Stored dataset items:
##########

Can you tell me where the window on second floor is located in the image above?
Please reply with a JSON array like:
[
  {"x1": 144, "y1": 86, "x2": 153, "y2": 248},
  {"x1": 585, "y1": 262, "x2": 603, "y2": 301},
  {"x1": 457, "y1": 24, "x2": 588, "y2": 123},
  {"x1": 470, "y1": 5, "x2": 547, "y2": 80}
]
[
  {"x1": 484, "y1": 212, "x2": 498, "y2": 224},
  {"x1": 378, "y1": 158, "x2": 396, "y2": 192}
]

##########

(PROBLEM DESCRIPTION) Duplicate the rows above line for line, with no changes.

(RESULT BELOW)
Can you tell me where the window on second floor is located in the image above?
Please reply with a JSON array like:
[
  {"x1": 144, "y1": 86, "x2": 153, "y2": 248},
  {"x1": 585, "y1": 262, "x2": 603, "y2": 301},
  {"x1": 457, "y1": 24, "x2": 588, "y2": 123},
  {"x1": 470, "y1": 5, "x2": 547, "y2": 80}
]
[
  {"x1": 484, "y1": 212, "x2": 498, "y2": 224},
  {"x1": 378, "y1": 158, "x2": 396, "y2": 192}
]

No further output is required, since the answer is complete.